Data records =

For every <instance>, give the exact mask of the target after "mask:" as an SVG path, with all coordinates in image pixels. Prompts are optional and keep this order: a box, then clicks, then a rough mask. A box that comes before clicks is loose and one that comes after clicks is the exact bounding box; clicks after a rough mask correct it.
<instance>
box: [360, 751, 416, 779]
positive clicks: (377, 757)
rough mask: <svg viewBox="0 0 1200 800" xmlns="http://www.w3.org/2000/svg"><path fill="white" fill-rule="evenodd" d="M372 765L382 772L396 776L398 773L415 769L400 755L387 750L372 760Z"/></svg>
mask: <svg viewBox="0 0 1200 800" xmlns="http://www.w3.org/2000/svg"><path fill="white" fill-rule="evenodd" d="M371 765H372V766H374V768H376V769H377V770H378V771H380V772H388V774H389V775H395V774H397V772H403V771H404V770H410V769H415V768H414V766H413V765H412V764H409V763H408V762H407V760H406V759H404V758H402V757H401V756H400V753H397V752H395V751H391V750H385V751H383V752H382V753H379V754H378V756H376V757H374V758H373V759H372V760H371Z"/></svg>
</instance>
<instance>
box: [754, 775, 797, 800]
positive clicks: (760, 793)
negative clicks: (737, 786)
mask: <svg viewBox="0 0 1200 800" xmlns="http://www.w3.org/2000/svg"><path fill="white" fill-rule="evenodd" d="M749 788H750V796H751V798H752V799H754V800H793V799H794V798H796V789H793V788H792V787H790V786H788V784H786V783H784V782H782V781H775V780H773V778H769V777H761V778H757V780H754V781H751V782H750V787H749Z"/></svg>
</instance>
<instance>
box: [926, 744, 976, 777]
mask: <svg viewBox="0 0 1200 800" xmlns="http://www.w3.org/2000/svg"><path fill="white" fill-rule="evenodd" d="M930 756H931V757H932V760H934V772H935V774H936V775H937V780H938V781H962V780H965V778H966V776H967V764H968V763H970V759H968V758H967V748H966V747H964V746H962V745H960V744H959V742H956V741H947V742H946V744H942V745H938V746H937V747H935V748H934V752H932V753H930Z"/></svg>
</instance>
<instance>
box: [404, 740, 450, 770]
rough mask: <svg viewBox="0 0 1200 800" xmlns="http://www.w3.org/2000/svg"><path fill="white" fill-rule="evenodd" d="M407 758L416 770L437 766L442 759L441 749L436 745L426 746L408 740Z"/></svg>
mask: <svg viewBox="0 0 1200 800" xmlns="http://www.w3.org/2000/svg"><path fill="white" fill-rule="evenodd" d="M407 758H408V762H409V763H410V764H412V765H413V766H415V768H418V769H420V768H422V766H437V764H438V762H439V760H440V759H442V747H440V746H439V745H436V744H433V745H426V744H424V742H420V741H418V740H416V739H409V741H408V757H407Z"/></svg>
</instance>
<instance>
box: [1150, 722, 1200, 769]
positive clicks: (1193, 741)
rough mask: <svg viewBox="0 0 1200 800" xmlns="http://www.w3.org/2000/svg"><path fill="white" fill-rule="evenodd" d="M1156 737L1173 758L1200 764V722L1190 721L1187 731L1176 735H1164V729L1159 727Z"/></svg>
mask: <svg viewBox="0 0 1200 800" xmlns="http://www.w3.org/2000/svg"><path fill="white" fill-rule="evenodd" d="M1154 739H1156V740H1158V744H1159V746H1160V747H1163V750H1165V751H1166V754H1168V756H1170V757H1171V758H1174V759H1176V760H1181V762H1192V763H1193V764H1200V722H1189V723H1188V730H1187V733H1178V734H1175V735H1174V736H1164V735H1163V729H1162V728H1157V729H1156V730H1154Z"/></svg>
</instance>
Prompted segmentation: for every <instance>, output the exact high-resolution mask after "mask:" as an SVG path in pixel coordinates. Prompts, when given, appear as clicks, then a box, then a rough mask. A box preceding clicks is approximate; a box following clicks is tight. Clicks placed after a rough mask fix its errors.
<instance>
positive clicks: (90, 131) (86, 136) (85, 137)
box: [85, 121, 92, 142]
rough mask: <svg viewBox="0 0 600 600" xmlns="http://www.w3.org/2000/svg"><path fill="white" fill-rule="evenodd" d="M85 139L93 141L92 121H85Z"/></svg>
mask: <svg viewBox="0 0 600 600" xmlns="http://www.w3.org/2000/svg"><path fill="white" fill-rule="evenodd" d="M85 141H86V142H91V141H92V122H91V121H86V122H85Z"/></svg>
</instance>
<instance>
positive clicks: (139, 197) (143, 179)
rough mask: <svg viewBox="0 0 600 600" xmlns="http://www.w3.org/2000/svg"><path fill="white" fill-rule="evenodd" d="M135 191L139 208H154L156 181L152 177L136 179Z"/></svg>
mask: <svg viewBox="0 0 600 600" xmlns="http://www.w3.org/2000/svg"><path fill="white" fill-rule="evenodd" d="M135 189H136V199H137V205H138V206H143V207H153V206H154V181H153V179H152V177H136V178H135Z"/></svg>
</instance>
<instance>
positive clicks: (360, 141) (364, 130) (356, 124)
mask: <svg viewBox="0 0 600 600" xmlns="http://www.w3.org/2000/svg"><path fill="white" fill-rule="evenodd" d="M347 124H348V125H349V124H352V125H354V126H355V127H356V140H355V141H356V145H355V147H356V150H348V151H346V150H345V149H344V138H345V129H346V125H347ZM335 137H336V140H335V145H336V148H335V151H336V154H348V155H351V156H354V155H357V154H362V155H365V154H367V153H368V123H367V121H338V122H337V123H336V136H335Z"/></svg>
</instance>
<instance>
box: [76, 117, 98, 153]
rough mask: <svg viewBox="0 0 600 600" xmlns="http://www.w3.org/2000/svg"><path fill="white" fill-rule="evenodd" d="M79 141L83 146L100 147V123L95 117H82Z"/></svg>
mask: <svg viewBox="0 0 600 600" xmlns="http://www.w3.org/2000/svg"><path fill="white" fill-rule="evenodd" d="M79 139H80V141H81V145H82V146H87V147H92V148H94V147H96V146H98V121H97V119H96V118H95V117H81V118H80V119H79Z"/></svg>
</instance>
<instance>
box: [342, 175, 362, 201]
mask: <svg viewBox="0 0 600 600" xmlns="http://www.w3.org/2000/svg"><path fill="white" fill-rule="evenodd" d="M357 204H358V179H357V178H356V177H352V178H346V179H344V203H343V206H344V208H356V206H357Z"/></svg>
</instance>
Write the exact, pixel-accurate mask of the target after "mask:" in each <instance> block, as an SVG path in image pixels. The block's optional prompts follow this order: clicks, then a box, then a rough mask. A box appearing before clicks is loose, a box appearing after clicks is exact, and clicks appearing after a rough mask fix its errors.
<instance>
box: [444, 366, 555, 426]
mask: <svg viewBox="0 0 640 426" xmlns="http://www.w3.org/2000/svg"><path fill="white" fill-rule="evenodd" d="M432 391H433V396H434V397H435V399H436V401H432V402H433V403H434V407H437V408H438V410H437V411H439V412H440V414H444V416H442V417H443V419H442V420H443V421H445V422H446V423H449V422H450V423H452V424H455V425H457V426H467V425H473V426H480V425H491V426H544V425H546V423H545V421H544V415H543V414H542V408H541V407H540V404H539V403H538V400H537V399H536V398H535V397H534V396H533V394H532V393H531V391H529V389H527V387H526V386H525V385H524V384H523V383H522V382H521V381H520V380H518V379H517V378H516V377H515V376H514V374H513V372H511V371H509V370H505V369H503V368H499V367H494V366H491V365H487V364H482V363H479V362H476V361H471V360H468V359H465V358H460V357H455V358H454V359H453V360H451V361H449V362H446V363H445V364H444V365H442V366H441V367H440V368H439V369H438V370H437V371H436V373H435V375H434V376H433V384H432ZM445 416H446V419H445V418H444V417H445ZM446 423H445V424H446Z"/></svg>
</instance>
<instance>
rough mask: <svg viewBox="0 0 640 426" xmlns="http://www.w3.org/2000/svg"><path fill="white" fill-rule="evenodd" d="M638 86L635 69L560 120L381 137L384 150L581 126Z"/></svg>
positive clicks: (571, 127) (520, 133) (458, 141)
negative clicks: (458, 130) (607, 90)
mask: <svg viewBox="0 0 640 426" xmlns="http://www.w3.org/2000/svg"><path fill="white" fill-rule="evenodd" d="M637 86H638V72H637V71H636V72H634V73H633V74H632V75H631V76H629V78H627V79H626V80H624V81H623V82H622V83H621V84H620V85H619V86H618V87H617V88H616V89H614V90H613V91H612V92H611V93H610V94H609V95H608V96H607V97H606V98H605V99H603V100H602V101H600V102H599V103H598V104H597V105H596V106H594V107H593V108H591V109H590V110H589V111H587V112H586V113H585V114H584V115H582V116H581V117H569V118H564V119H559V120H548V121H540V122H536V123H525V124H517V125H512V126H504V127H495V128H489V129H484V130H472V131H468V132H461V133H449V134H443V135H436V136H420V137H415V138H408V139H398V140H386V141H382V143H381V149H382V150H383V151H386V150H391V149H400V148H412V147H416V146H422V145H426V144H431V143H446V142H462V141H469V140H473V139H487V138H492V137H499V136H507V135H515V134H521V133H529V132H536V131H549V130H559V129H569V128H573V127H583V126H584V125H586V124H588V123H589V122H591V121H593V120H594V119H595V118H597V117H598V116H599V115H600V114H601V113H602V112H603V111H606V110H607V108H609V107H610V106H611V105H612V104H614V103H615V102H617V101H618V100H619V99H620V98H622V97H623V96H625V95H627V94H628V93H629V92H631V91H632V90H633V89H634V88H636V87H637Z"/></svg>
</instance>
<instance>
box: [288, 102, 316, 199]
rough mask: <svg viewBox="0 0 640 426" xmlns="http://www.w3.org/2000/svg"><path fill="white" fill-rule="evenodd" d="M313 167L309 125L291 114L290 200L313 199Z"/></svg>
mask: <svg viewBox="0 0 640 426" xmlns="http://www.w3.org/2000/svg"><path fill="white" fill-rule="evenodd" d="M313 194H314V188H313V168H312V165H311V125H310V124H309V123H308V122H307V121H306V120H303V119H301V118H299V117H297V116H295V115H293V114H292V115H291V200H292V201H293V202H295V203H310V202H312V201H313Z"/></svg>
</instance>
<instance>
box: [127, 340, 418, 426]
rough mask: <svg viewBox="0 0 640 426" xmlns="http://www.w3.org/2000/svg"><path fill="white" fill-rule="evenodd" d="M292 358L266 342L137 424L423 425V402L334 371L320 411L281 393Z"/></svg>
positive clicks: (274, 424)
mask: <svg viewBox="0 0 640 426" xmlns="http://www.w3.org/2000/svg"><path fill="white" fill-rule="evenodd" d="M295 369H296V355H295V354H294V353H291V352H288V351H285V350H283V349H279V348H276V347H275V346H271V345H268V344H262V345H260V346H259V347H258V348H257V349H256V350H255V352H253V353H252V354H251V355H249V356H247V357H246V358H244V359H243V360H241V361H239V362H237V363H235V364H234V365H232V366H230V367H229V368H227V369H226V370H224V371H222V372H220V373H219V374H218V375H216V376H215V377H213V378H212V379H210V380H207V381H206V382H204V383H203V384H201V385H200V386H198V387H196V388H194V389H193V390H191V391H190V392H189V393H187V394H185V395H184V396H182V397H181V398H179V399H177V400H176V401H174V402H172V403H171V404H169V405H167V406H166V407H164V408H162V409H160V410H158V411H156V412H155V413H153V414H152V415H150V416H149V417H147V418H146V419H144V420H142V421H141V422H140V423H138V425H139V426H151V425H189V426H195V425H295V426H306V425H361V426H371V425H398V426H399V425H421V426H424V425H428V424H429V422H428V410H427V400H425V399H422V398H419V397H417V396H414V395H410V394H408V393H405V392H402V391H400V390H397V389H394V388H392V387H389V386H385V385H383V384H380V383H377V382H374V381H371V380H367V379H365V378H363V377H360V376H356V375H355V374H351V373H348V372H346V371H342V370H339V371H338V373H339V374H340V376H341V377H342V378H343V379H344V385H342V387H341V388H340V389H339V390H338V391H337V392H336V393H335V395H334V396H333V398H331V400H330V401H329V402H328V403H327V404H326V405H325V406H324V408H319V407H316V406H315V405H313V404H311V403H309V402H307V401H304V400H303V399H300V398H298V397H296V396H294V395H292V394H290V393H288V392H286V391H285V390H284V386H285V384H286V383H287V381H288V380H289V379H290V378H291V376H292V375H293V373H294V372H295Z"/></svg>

Work required = Among the entries above, find the line with "box: [404, 740, 450, 770]" and the line with "box: [85, 121, 92, 142]"; give again exactly these two lines and all lines between them.

Task result =
box: [404, 740, 450, 770]
rough mask: <svg viewBox="0 0 1200 800" xmlns="http://www.w3.org/2000/svg"><path fill="white" fill-rule="evenodd" d="M407 758L416 770L437 766L442 759L441 749L436 745L426 746L408 740Z"/></svg>
mask: <svg viewBox="0 0 1200 800" xmlns="http://www.w3.org/2000/svg"><path fill="white" fill-rule="evenodd" d="M407 758H408V762H409V763H410V764H412V765H413V766H415V768H418V769H420V768H422V766H437V764H438V762H439V760H440V759H442V747H440V746H439V745H436V744H433V745H426V744H424V742H420V741H418V740H416V739H409V741H408V757H407Z"/></svg>
</instance>
<instance>
box: [1150, 722, 1200, 769]
positive clicks: (1193, 741)
rough mask: <svg viewBox="0 0 1200 800" xmlns="http://www.w3.org/2000/svg"><path fill="white" fill-rule="evenodd" d="M1156 737L1173 758L1200 764V722L1190 721L1187 731L1176 735H1164V729L1159 727Z"/></svg>
mask: <svg viewBox="0 0 1200 800" xmlns="http://www.w3.org/2000/svg"><path fill="white" fill-rule="evenodd" d="M1154 739H1156V740H1158V744H1159V746H1160V747H1163V750H1165V751H1166V754H1168V756H1170V757H1171V758H1174V759H1176V760H1181V762H1192V763H1193V764H1200V722H1189V723H1188V730H1187V733H1178V734H1175V735H1174V736H1164V735H1163V729H1162V728H1157V729H1156V730H1154Z"/></svg>
</instance>
Prompted segmentation: for every <instance>, output the exact high-resolution mask after "mask:" as an SVG path in pixel coordinates. Prompts, when given, appear as clicks, then a box, then a rough mask. A box preceding clicks is approximate; a box following clicks is tight. Clicks placed after a rough mask fix its errors.
<instance>
positive clicks: (90, 131) (86, 136) (85, 137)
box: [85, 121, 92, 142]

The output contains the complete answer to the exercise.